> [ACTIONS TO TAKE]
**A.** According to the interview page, how many years did Lisa Broomer serve as Chair of ORX?
**B.** Rewrite the interview page passage between "Lisa also discusses" and "as ORX Chair?", inclusive, renaming "Lisa" as "Ms. Broomer".
-------- DOCUMENT EXCERPT --------
At this year's LeadersConnect Live, we spoke with Lisa Broomer, recipient of the ORX Fellowship Award 2026 and former Chair of ORX, about her journey with the organisation, the value of industry collaboration, and the lessons she has learned throughout her career. Watch the video to hear her reflections on leadership, change, and the future of operational risk.
Lisa on the power of collaboration at ORX:
"There were all of these challenges that everyone was facing that we could solve much more easily as a group than we could as individual firms."
Reflections on leadership, change and industry collaboration
In this conversation, Lisa reflects on more than a decade of involvement with ORX, including six years as Chair, and how her perspective on the organisation evolved over time. What began as an opportunity to benchmark against peers became a deeper appreciation of the role collaboration plays in helping firms address shared challenges and strengthen risk management practices across the industry.
Lisa also discusses leading ORX through a period of significant change, from the COVID-19 pandemic to geopolitical uncertainty and emerging risk challenges. She shares her thoughts on the successful launch of Agora, the importance of adaptability and continuous learning, and offers practical advice for the next generation of operational risk professionals.
Full interview transcript
How does it feel to receive the ORX Fellowship award, recognising your 40-year career and six years as ORX Chair?
-------- EXTRACTED DATA --------
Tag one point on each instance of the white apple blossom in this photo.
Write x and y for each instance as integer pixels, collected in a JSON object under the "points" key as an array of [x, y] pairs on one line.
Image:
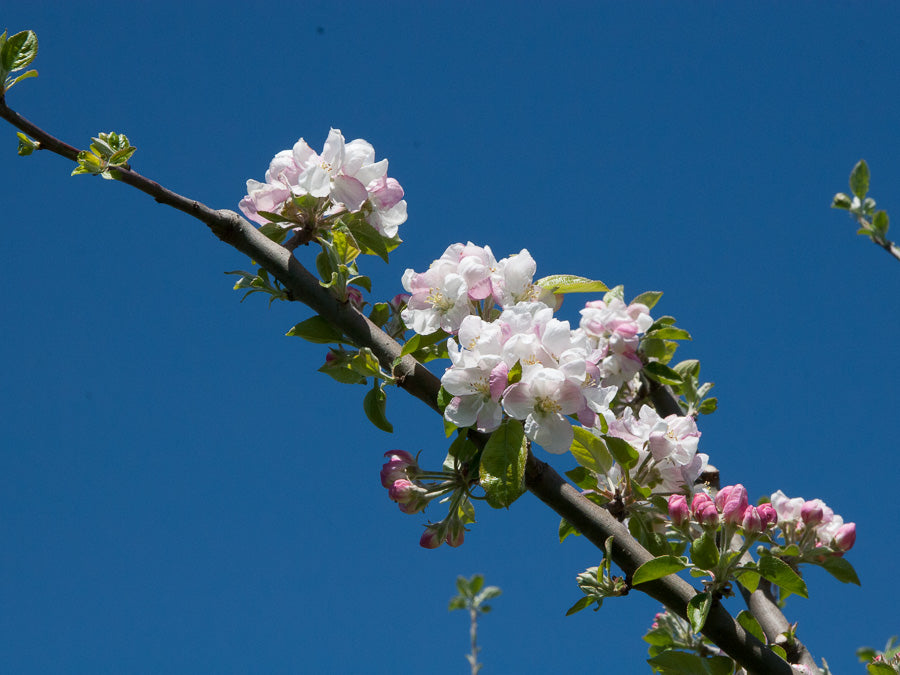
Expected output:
{"points": [[345, 174]]}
--------
> [ANSWER LIST]
**A.** Six years.

**B.**
Ms. Broomer also discusses leading ORX through a period of significant change, from the COVID-19 pandemic to geopolitical uncertainty and emerging risk challenges. She shares her thoughts on the successful launch of Agora, the importance of adaptability and continuous learning, and offers practical advice for the next generation of operational risk professionals.
Full interview transcript
How does it feel to receive the ORX Fellowship award, recognising your 40-year career and six years as ORX Chair?